EXERCICES
• a. Recopiez fidèlement le passage du texte sur Jacques Lewis qui s'ouvre sur les mots contenant « Né le 1er mars » et se termine par « les bombardements allemands. ».
• b. Poursuivez le texte sur Jacques Lewis à partir de sa dernière phrase.

TEXTE PROPOSÉ
>>>
« J’ai vu la place. J’ai vu la France. C’était un moment émouvant. C’était le résultat de tous les efforts que j’avais faits depuis 1943 pour rejoindre les Forces françaises libres ». Ainsi Jacques Lewis, âgé de 25 ans le 6 juin 1944, racontait-il le Débarquement de Normandie, qu’il consentait à évoquer, avec une économie de mots, et seulement au soir de sa vie, convaincu de n’avoir accompli que son devoir. Avec sa disparition, à cent cinq ans, la France perd une figure de la Résistance, un héros de son armée, devenu le doyen de l’Institut national des Invalides.
Né le 1er mars 1919 à Caudéran, Jacques Lewis fut d’abord un élève brillant du lycée Jeanson de Sailly puis poursuivit des études de droit à Sciences-Po. La déclaration de guerre précipita le destin du jeune homme de vingt ans. Mobilisé en novembre 1939, il devint élève-officier au camp d’entraînement d’Auvours. Dans la déroute du printemps, il prit part aux combats d’abord près de Fontainebleau puis sur la Loire. Après l’armistice, Jacques Lewis refusa le chemin de la défaite mais souhaita rejoindre les rangs de la France Libre auprès du général de Gaulle. Traversant les Pyrénées à pied, muni seulement d’une boussole, arrêté à son arrivée en Espagne, se faisant passer pour britannique par sa maîtrise de la langue, il parvint à s’extraire de la prison de Pampelune, monta à bord d’un cargo libérien et entama la traversée de l’Atlantique sous les bombardements allemands.
<<<
LIGNES FOURNIES
>>>
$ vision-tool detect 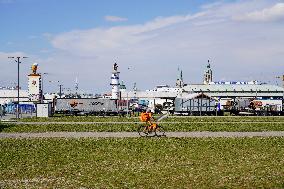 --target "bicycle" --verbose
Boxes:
[138,113,168,137]
[138,123,166,137]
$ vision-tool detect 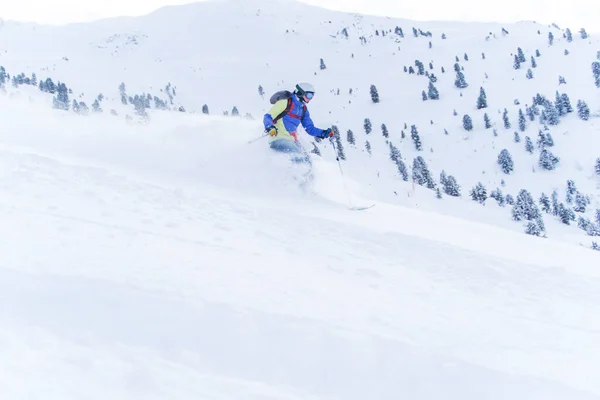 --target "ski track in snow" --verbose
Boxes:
[0,138,600,399]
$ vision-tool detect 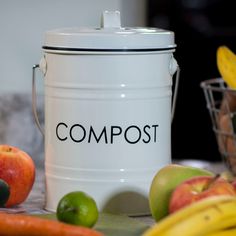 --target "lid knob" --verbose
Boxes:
[101,11,121,28]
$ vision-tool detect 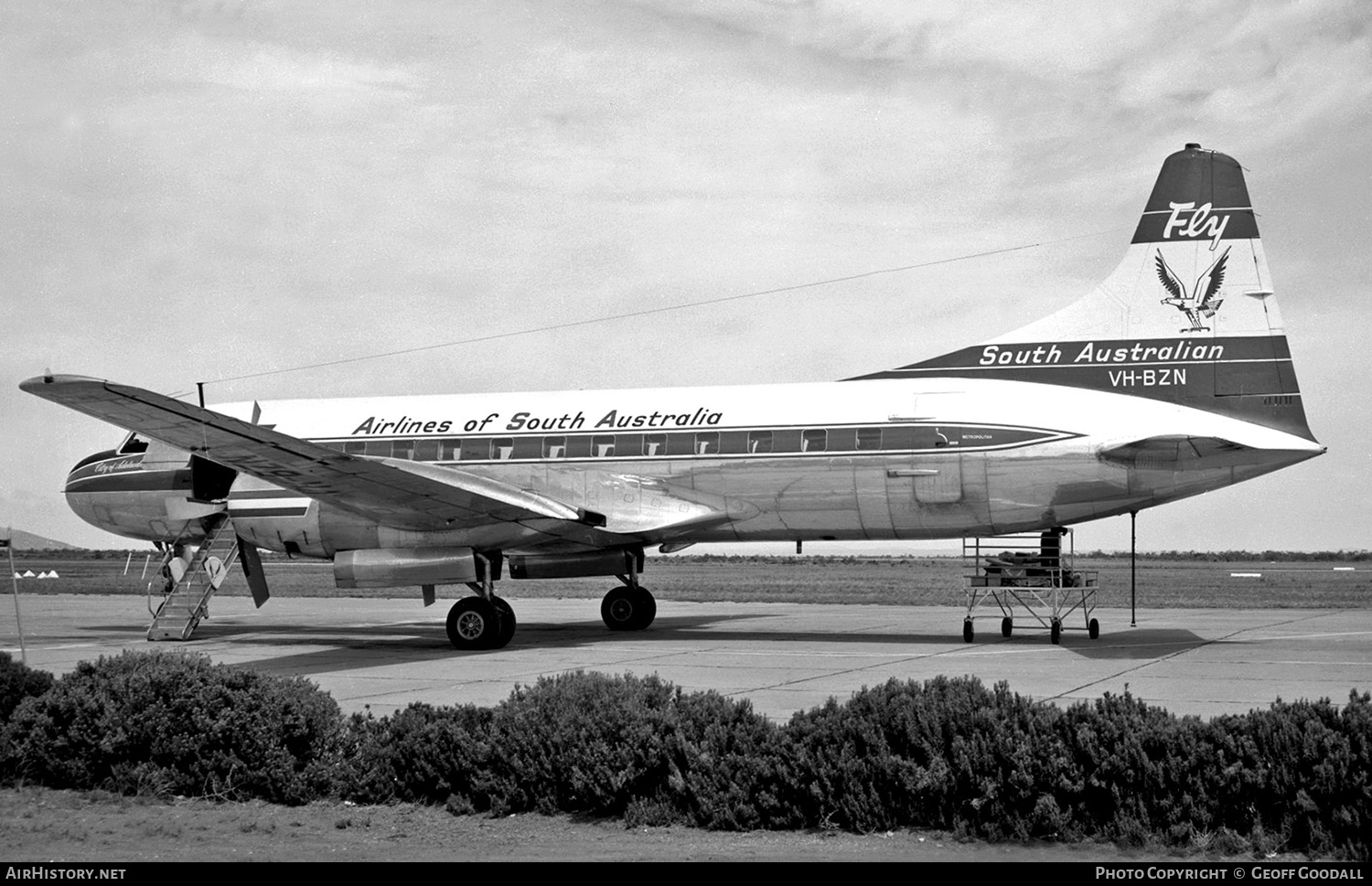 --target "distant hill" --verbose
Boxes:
[0,529,84,551]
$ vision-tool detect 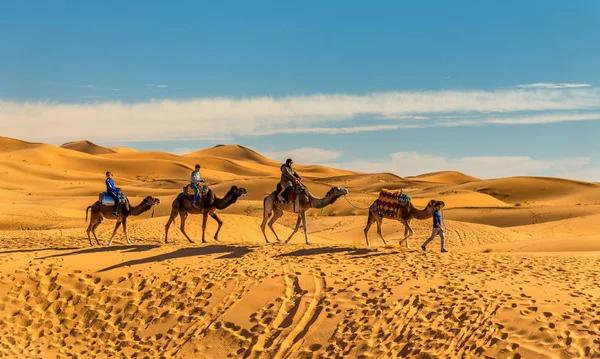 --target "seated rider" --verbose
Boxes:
[190,165,204,208]
[106,171,121,216]
[277,158,302,202]
[399,188,410,202]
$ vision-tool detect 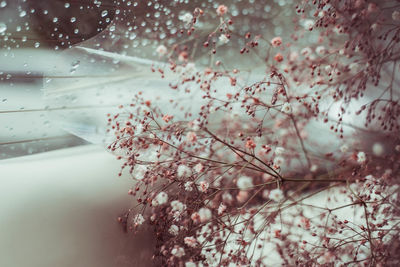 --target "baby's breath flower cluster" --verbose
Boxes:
[108,0,400,266]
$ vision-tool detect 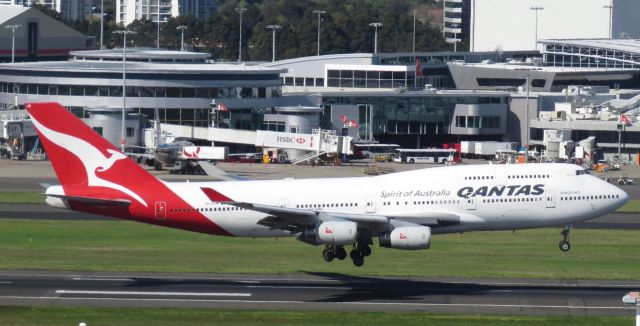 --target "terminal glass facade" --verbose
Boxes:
[327,69,415,88]
[321,94,507,135]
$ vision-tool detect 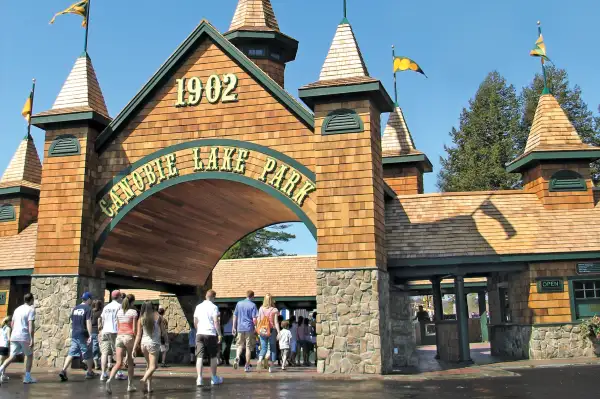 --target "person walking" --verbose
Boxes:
[231,290,258,372]
[133,301,166,393]
[0,316,12,382]
[106,294,138,394]
[221,309,233,366]
[256,294,280,373]
[277,320,292,370]
[58,292,95,382]
[92,299,103,370]
[98,290,123,381]
[194,290,223,387]
[158,306,169,368]
[0,293,37,385]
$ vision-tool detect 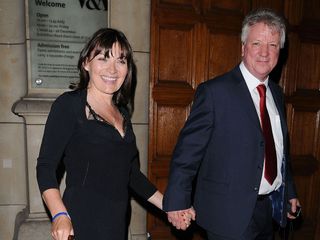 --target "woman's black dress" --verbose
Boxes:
[37,90,156,240]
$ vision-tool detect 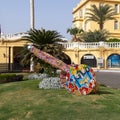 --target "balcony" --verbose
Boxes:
[61,42,120,49]
[0,33,27,40]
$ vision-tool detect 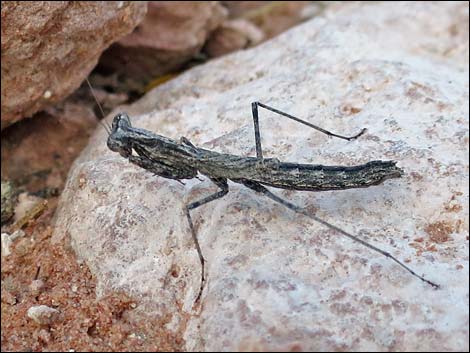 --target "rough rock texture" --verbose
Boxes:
[1,1,147,129]
[204,19,264,58]
[100,1,227,81]
[54,2,469,351]
[27,305,60,325]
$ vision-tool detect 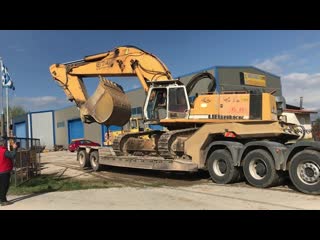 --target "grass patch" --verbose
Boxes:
[8,175,119,195]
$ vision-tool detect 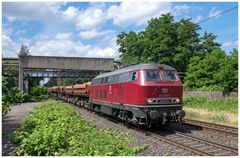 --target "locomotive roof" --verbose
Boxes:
[95,64,175,79]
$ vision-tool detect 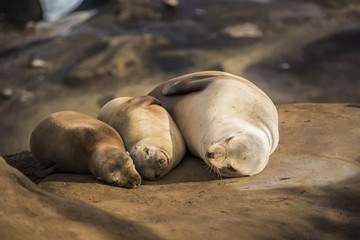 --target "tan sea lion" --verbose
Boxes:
[149,71,279,177]
[30,111,141,188]
[98,96,186,180]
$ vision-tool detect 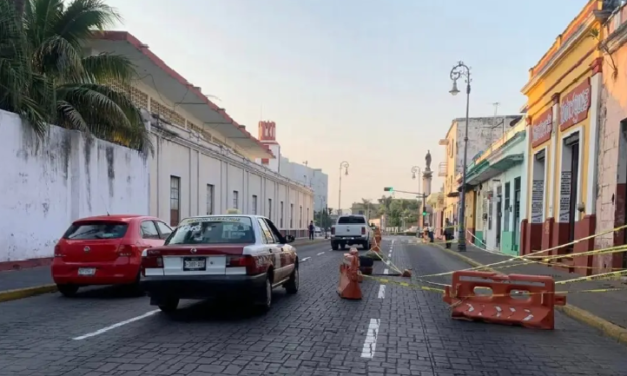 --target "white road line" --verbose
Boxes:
[361,319,381,359]
[377,285,385,299]
[72,309,160,341]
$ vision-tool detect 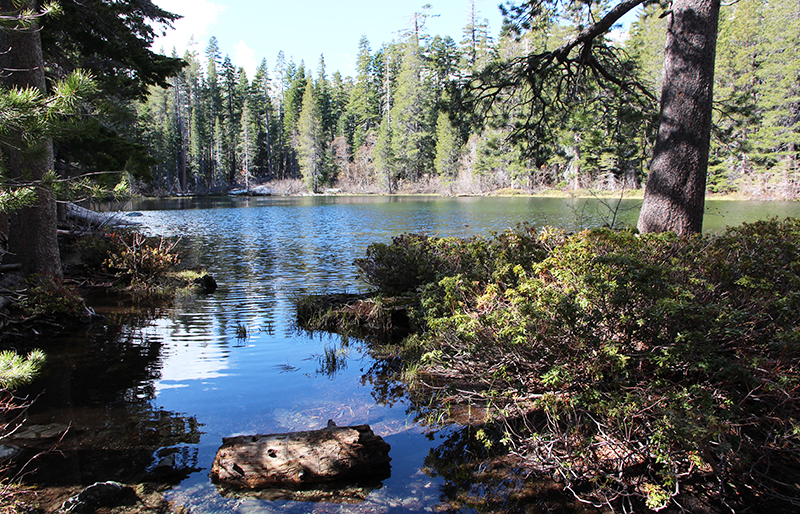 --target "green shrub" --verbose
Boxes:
[105,232,180,285]
[19,275,87,318]
[359,219,800,508]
<<<
RÉPONSES CI-DESSOUS
• a.
Né le 1er mars 1919 à Caudéran, Jacques Lewis fut d’abord un élève brillant du lycée Jeanson de Sailly puis poursuivit des études de droit à Sciences-Po. La déclaration de guerre précipita le destin du jeune homme de vingt ans. Mobilisé en novembre 1939, il devint élève-officier au camp d’entraînement d’Auvours. Dans la déroute du printemps, il prit part aux combats d’abord près de Fontainebleau puis sur la Loire. Après l’armistice, Jacques Lewis refusa le chemin de la défaite mais souhaita rejoindre les rangs de la France Libre auprès du général de Gaulle. Traversant les Pyrénées à pied, muni seulement d’une boussole, arrêté à son arrivée en Espagne, se faisant passer pour britannique par sa maîtrise de la langue, il parvint à s’extraire de la prison de Pampelune, monta à bord d’un cargo libérien et entama la traversée de l’Atlantique sous les bombardements allemands.

• b.
A Londres, le 21 juillet 1943, Jacques Lewis signa son engagement dans les Forces françaises libres. Parce qu’il parlait l’anglais, et qu’il était un sous-officier de valeur, il fut repéré par le lieutenant-colonel Claude Hettier de Boislambert qui le recommanda pour la mission de liaison militaire. Jacques Lewis servit comme liaison avec la 182e brigade d’infanterie britannique, puis auprès du SHAEF, le commandement central des forces expéditionnaires alliées à Londres. Dans la perspective du débarquement de 1944, il fut enfin placé parmi les rangs de la deuxième division blindée américaine du général Patton, division appelée selon ce dernier à devenir « l’enfer sur roues » pour les Allemands, et auprès du major général Hamon, avec qui Jacques Lewis demeura ami sa vie durant.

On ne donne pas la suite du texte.